--- Provided passage ---
It's Biosecurity Week!
23 July 2018

‘Shining a Light on Innovation’ is this year’s theme for the New Zealand Biosecurity Institute’s annual awareness week.
Pest animal detection is one aspect of biosecurity that has seen innovation in recent years. After all, it’s important to know what species are present, where they are and how numerous they are to understand the extent of threat and the success (or not) of pest control.
Our Pest Detective website is one such innovation. It filled a former gap in information and was designed as a search and information tool to help people recognise, through observation, the typical signs pest animals leave in the field and understand each species' typical behaviour.
Field observation is a good starting point but field sign alone does not provide consistent enough information to accurately measure and monitor the distribution and density of pest animal populations. Monitoring was traditionally done through trapping statistics but some new techniques were developed to more easily and cheaply small pest animal populations such as possums, rodents, cats, hedgehogs and mustelids. These are some now well-known examples.
---
* **What to work on**
**1)** Answer these questions using the Biosecurity Week article, one line each:
(a) What is this year's theme for the awareness week?
(b) Which organization holds the annual awareness week?
(c) How was pest animal monitoring traditionally done?
**2)** List every small pest animal the Biosecurity Week article names as a target of the new monitoring techniques.
**3)** Extend the Biosecurity Week article past its final sentence with a few sentences that follow on naturally.
--- Information supplied ---
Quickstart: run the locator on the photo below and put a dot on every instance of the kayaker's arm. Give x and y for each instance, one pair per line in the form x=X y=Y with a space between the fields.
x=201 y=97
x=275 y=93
---
* **Final answers**
**1)**
(a) ‘Shining a Light on Innovation’
(b) The New Zealand Biosecurity Institute
(c) Through trapping statistics

**2)** possums, rodents, cats, hedgehogs, mustelids

**3)**
- Tracking tunnels: lure the animal into a portable tunnel where the animal walks over sticky ink and then leaves tell-tale footprints on specially designed tracking cards.
- Chew cards: nailed within reach of small animals, these lure animals to investigate the smell of a paste inside the card (often peanut butter). The animals bite the edge of the card, leaving identifiable tooth marks.
- Lures: innovative research to attract animals to tunnels, chew cards and pest control devices has included testing different kinds of visual, smell and even audio attractants, based on understanding animal behaviour.
See our Pest Detective footprint and tracks and bite marks sections to help identify the tracking tunnel and chew card clues.
The institute’s president, Darion Embling, says that innovation is vital if New Zealand is to get on top of the threat that invasive animal pests and weeds pose to New Zealand’s economy and natural heritage. Read more about Biosecurity Week.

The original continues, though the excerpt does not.